TEXT:
Performer and arranger balance now teetered. Shellmer and McCormick were determined see what they could get away with. Judges such as Perrilloux and Pratt had running battles with old Wyoming corps drummer Jim Jones and Fred Sanford about weak exposures and tacet time. Would judges get the comparisons necessary to score the competitions intelligently or would politics “adjust” outcomes?
John Flowers: "Several instructors found that due to increasing difficulty of their repertoire and faster marching cadence, execution had become difficult in the open style manner. Therefore, various styles of drumming began to appear throughout the east, for example a "Pennsylvania" versus a "New Jersey" style. The open style had still prevailed in the Pennsylvania area, whereas the New Jersey style stressed playing closer to the drum utilizing more wrist control, all around uniformity of hand position and arm movement.”
Jimmy Hurley (Blessed Sacrament Golden Knights): “After 1970, corps didn’t want to compete with technique.”

RAW DATA:

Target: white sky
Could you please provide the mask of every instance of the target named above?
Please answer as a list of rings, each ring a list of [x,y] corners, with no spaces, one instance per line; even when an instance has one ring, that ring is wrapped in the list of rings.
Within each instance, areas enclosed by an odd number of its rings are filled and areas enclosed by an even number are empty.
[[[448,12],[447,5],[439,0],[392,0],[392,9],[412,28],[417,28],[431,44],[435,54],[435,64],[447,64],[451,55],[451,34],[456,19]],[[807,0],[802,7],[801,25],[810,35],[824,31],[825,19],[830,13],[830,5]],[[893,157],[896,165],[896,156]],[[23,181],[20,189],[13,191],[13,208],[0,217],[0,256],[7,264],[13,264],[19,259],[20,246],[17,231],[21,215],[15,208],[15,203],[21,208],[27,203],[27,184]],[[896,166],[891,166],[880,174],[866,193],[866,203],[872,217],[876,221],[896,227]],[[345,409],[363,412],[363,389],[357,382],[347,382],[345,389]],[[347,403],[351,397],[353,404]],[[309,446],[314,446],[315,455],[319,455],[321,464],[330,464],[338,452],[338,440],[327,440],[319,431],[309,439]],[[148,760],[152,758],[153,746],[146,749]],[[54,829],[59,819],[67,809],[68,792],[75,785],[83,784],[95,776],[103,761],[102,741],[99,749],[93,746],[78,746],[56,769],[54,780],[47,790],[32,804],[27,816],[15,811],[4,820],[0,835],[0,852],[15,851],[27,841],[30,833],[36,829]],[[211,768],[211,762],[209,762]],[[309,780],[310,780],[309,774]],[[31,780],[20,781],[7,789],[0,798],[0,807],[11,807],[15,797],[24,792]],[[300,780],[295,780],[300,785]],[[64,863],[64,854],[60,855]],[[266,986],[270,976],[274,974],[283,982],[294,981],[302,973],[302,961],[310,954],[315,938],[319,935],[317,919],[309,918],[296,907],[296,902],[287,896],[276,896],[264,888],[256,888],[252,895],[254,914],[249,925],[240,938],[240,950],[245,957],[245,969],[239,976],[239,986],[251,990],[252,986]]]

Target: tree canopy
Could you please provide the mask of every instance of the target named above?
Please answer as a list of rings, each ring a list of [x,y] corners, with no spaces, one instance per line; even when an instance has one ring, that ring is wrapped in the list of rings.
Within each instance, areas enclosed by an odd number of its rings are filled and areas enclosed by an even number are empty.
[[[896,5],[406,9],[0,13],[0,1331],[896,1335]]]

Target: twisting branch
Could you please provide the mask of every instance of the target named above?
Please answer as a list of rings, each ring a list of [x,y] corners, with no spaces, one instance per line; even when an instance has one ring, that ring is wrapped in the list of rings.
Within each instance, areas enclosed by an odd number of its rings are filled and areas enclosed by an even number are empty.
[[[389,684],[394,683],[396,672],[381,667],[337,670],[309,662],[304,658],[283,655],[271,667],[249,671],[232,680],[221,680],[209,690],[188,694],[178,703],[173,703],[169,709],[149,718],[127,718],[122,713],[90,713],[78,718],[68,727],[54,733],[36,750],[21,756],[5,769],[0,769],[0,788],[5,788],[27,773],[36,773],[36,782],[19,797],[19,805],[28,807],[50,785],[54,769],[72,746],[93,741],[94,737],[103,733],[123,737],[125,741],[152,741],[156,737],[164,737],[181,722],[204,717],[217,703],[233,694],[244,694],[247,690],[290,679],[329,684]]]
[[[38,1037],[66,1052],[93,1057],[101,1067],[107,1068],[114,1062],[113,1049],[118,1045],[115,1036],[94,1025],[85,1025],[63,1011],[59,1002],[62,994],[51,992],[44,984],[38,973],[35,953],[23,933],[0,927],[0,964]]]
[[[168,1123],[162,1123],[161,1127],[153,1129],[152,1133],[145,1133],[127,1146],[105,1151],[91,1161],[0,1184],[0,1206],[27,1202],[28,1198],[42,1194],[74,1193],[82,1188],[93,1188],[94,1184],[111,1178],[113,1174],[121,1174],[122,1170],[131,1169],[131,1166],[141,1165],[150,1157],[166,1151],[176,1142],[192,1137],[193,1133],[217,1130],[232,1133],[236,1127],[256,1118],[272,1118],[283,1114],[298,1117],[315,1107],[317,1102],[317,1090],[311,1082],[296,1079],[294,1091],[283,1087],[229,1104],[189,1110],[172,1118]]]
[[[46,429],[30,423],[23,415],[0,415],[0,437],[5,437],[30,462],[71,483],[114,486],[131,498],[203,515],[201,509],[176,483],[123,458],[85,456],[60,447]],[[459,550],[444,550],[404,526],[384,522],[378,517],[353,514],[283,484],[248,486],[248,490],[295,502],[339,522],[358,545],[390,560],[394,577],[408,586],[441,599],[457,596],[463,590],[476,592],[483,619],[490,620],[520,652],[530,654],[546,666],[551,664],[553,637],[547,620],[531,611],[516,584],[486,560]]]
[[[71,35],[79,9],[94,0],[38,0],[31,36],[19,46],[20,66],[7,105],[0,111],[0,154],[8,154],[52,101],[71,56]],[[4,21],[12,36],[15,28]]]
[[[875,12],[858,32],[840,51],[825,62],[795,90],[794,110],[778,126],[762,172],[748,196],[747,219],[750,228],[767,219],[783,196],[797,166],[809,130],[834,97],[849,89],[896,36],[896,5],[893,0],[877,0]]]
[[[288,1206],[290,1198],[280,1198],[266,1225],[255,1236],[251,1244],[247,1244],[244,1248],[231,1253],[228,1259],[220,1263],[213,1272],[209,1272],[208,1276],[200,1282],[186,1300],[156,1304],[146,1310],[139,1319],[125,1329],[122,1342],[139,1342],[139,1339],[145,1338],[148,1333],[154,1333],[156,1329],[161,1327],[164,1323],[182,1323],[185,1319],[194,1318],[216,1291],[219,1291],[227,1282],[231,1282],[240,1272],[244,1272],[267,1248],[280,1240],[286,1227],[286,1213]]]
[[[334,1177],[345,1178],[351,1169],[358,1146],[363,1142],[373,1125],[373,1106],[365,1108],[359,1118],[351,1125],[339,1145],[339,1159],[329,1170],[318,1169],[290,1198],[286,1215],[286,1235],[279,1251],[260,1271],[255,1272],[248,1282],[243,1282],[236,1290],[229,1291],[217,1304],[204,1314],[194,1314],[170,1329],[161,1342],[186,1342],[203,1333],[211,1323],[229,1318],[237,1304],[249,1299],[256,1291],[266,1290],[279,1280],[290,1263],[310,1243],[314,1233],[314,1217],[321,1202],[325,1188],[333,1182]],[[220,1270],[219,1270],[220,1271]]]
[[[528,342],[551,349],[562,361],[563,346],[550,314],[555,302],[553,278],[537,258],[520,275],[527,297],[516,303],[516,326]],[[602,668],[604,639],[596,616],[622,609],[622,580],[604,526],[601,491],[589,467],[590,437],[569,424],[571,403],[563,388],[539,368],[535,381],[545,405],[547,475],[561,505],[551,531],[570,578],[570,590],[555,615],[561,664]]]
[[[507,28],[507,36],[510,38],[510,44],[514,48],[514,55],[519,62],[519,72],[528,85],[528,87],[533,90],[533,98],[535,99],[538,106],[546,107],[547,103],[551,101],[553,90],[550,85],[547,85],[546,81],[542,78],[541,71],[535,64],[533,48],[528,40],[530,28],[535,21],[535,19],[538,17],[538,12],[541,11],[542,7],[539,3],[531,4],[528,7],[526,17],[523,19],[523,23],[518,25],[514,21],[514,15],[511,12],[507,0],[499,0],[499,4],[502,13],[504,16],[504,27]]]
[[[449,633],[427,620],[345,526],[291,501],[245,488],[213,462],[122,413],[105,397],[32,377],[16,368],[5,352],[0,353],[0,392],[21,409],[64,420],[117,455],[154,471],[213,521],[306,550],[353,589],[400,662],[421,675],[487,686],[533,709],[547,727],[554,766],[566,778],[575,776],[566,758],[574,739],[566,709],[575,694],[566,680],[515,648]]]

WHAT THE TASK REQUIRES: Will you quote the drum corps text in full, word for word? The rows aren't needed for anything here.

ANSWER FOR THIS EXERCISE:
Performer and arranger balance now teetered. Shellmer and McCormick were determined see what they could get away with. Judges such as Perrilloux and Pratt had running battles with old Wyoming corps drummer Jim Jones and Fred Sanford about weak exposures and tacet time. Would judges get the comparisons necessary to score the competitions intelligently or would politics “adjust” outcomes?
John Flowers: "Several instructors found that due to increasing difficulty of their repertoire and faster marching cadence, execution had become difficult in the open style manner. Therefore, various styles of drumming began to appear throughout the east, for example a "Pennsylvania" versus a "New Jersey" style. The open style had still prevailed in the Pennsylvania area, whereas the New Jersey style stressed playing closer to the drum utilizing more wrist control, all around uniformity of hand position and arm movement.”
Jimmy Hurley (Blessed Sacrament Golden Knights): “After 1970, corps didn’t want to compete with technique.”